Do lado de cima do colarinho ainda tem uma espécie de camisa que passa, que forma uma espécie assim de lenço em torno do rosto. Isso francamente eu não gosto.

* Metternich tem uma fisionomia sutil, com qualquer coisa de ao mesmo tempo muito mole e muito insistente

Agora, a fisionomia. A fisionomia é subtil: o nariz dele, aquele nariz comprido, é um nariz próprio para se meter nas coisas. Não é um nariz de ave de rapina; é um nariz de cheira-cheira.

As orelhas dele, não são certos tipos de orelha carnudas, grossonas ou enormes parecidas com certo tipo de cachorro, parece que chama Dackel, é um, não sei que espécie de cachorro que tem umas orelhas que tampam aqui, isso aqui, medonho. É Dackel, não é?

(D. Bertrand: Dalmatas.)

Dalmatas, é isso?

(D. Bertrand: Dackel é aquele cachorro pequenino.)

Pois é, mas o Dackel tem aquelas orelhaças. Bem, enfim, é o contrário disso. Mas as orelhas são assim umas chapas finas e que terminam com essa parte aqui muito fina, que é também de um homem que ouve muito, que pega, é um xereteador de primeira ordem!

Agora, olhem o olhar dele. Não é o olhar de quem está afeito, que se adestrou para meter medo. Não é um olhar que se adestrou em comandar. É um olhar que se adestrou à conversa amável, afável e se adestrou também para aglutinar, coordenar ou descoordenar.

A boca é pequena, o tom dele é de um homem muito fino, inegavelmente, inegavelmente muito fino.

O penteado – eu estou me demorando tanto no Metternich porque é o homem central da nossa narração, mas é mais do que isso, é o homem central da política europeia no tempo dele, foi da política da queda de Napoleão e post-queda de Napoleão até ele mesmo ser jogado no chão, se não me engano pela revolução europeia de 1848, ele dava as cartas completamente. Mas há qualquer coisa nele, no tom, no estilo dele todo de muito mole e ao mesmo tempo de muito insistente.

E eu me lembro um fatinho que se deu com ele na Inglaterra. Ele saiu da Áustria, fugindo num carro com roupa suja para lavar, roupa branca, que “soit disant” ia levar roupa branca para lavar, para as lavadeiras que naquele tempo existiam nos arredores de todas as grandes cidades, lavavam roupa e vinham para o centro. E pela ideia que eu tenho – não garanto inteiramente – mas quando o carro passou pelas tropas, patrulhas revolucionárias que guarneciam Viena, ainda meteram uma baioneta para ver se não tinha ninguém lá, e ele quieto. Como a baioneta não acertou nele e a baioneta não encontrou ninguém, veio ordem então para trotar e assim se libertou. Foi parar em Londres.

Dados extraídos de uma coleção
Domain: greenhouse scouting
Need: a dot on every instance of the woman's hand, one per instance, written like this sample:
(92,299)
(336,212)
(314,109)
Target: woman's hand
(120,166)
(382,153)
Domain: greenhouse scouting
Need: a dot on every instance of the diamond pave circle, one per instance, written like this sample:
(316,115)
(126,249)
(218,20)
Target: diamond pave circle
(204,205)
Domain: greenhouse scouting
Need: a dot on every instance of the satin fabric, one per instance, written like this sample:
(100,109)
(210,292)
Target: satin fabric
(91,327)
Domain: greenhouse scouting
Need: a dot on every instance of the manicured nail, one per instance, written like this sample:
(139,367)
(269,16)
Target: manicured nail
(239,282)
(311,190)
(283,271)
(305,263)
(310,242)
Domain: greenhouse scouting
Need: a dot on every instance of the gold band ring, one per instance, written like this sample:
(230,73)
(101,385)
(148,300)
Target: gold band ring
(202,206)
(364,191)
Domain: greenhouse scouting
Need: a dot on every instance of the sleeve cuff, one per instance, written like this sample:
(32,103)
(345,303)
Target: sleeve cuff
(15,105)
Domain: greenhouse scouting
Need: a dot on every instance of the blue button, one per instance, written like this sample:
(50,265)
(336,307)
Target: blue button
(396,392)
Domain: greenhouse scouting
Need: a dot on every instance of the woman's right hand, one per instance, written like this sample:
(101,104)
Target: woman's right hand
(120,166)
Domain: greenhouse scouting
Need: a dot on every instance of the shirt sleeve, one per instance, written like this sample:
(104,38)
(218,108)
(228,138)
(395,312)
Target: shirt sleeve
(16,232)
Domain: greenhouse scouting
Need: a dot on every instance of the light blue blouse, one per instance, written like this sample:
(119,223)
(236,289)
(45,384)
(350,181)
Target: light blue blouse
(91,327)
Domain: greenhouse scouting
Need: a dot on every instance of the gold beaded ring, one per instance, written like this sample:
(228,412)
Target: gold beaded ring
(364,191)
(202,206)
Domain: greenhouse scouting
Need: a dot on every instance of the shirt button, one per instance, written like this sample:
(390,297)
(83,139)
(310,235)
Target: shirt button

-- Tarefa --
Por favor, indique se cada afirmação abaixo concorda com o trecho sobre Metternich, respondendo sim ou não e citando literalmente as palavras do trecho que decidem a resposta.
1. O nariz de Metternich é descrito como um nariz de ave de rapina.
2. A boca de Metternich é pequena.
3. Metternich saiu da Áustria num carro com roupa suja para lavar.

-- Resultado da tarefa --
1. Não: "Não é um nariz de ave de rapina; é um nariz de cheira-cheira."
2. Sim: "A boca é pequena"
3. Sim: "Ele saiu da Áustria, fugindo num carro com roupa suja para lavar"